The problem: Below are the records; how many of their lines contain "after"? Reply only with that figure.

Stored data entries:
══════════════════════════════

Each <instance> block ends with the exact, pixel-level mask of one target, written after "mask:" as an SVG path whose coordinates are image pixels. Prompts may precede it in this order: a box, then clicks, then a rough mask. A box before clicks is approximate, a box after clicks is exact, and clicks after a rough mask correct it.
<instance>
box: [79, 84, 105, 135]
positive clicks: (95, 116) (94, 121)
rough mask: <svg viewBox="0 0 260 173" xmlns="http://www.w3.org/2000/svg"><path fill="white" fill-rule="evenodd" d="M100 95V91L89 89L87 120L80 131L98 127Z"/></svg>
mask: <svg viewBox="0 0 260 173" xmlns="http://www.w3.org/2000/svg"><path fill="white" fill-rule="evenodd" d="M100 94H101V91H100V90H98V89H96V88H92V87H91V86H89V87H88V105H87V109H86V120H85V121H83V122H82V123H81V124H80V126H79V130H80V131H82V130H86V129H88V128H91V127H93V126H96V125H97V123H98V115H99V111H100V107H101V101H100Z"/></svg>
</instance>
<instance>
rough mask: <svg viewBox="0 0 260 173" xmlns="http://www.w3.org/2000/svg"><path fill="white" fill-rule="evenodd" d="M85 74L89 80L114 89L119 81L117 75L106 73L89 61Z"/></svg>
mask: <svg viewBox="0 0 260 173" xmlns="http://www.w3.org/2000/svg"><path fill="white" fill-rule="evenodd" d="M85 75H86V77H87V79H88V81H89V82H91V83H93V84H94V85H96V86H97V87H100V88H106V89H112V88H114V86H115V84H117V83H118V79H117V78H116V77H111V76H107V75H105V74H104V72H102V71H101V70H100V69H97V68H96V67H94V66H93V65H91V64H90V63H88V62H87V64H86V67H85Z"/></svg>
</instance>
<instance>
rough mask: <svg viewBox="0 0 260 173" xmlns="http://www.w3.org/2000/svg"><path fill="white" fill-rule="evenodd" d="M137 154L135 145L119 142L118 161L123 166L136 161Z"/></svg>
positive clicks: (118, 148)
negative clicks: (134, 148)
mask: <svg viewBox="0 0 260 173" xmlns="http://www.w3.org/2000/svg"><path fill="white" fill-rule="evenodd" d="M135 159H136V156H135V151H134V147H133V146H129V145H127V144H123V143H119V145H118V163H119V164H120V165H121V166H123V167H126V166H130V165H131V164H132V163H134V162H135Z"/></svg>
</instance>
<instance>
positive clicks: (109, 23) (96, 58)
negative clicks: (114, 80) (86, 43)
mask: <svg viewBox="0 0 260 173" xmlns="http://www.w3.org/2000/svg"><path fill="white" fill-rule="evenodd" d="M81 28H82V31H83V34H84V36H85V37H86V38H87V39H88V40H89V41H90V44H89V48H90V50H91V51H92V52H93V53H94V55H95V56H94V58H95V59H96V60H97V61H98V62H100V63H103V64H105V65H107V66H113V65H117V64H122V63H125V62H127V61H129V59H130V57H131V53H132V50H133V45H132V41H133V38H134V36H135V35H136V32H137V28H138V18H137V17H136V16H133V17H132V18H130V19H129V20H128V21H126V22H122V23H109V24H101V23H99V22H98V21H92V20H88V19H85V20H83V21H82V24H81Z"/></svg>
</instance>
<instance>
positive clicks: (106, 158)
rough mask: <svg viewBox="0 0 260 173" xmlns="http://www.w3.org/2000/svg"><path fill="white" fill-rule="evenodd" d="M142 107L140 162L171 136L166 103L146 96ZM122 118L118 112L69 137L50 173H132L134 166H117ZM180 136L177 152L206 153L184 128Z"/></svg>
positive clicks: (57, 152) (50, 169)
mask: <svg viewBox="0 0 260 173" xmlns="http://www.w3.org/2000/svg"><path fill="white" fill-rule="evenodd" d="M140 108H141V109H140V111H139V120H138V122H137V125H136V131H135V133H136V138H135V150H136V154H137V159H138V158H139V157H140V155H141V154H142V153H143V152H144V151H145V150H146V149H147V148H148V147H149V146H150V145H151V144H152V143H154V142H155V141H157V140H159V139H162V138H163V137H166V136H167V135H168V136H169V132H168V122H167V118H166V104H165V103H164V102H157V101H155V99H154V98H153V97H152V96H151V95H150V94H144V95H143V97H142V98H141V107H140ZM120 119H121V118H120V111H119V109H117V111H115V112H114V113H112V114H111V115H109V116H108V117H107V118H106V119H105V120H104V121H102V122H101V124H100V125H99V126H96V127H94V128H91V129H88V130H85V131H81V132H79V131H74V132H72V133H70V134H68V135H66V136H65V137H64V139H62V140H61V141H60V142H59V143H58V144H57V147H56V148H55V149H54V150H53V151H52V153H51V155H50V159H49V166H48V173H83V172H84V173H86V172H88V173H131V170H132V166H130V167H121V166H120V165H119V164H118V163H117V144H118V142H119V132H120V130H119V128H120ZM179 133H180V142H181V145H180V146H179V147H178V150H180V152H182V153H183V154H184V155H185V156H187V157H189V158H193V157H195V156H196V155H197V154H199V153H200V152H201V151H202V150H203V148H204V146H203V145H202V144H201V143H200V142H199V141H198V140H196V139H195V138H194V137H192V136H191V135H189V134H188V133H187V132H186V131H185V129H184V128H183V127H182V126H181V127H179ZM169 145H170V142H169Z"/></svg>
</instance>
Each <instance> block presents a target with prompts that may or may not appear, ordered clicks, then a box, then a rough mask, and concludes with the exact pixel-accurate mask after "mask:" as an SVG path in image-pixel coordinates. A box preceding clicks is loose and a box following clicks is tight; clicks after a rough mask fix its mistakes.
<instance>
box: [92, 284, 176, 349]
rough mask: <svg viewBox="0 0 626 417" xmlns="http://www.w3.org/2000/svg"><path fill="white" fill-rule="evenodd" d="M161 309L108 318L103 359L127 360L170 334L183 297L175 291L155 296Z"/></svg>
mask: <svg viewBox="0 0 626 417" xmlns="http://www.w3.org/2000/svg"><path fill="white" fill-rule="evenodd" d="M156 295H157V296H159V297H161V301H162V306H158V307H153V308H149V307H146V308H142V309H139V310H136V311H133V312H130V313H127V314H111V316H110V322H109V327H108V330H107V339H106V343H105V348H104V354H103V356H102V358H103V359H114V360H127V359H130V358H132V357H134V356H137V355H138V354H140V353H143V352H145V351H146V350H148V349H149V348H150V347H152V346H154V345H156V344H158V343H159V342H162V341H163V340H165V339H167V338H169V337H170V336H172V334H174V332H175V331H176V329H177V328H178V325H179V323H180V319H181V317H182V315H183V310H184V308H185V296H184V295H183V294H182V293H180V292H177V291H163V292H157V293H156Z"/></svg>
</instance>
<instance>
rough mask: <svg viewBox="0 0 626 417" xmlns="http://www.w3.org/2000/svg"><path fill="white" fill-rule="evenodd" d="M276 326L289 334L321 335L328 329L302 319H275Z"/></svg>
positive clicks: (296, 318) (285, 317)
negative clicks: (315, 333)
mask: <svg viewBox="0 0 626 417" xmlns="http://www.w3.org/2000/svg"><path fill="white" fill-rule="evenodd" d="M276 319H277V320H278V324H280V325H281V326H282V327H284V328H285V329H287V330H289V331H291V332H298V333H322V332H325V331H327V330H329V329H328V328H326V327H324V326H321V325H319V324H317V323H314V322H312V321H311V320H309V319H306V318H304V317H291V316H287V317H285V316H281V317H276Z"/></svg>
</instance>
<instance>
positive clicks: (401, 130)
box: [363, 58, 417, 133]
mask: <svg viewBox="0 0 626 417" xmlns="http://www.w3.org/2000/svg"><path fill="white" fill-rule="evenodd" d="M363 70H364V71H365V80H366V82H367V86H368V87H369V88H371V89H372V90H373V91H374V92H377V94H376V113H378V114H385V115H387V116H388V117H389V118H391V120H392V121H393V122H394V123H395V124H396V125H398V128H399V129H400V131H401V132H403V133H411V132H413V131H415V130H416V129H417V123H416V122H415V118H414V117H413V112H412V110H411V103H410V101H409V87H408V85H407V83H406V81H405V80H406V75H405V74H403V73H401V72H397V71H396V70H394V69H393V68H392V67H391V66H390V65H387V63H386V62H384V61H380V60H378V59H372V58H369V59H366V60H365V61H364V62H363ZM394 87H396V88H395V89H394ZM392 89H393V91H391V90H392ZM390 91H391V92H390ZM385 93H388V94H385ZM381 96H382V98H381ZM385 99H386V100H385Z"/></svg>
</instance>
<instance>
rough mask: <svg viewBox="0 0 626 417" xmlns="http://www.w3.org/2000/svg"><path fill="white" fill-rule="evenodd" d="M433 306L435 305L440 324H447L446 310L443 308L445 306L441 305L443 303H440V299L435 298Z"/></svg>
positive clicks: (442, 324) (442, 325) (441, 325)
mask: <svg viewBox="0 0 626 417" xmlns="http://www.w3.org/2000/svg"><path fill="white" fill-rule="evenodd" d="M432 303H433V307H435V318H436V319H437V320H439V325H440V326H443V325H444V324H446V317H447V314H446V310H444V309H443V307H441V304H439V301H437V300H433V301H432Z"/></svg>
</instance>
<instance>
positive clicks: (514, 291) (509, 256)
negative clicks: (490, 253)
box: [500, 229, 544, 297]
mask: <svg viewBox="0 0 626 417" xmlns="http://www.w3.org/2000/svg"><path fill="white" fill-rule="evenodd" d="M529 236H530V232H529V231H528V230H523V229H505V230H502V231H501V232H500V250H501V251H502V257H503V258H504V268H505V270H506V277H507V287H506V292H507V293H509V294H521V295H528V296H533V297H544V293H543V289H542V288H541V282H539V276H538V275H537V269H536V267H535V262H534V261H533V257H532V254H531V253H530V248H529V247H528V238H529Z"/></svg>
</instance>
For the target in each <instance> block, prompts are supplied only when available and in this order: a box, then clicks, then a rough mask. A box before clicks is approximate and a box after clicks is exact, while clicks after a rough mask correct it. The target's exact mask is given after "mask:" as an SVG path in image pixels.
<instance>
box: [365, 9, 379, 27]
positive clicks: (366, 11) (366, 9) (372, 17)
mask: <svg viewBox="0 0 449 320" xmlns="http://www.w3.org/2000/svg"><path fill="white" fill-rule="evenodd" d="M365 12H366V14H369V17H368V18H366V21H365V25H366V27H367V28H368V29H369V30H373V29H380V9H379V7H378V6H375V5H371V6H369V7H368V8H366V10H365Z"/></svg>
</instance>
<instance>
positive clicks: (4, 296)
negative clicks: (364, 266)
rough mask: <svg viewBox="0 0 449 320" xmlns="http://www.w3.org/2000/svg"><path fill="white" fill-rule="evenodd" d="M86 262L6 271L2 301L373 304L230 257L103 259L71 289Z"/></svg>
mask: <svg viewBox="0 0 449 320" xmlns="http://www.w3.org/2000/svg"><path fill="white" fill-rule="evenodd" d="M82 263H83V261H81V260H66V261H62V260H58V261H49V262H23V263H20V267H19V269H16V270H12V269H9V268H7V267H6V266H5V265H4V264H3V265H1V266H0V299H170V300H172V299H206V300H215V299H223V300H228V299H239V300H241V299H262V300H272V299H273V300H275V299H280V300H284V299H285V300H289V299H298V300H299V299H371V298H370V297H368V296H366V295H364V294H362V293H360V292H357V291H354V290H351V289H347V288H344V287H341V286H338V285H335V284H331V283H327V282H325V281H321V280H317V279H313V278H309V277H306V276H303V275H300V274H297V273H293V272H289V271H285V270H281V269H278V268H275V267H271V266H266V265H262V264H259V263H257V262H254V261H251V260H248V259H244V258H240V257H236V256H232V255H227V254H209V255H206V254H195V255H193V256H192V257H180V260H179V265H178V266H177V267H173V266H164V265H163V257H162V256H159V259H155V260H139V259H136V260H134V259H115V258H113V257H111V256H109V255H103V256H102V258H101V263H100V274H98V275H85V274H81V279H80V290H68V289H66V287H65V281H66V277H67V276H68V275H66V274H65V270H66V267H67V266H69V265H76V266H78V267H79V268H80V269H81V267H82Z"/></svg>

══════════════════════════════

Exercise result: 3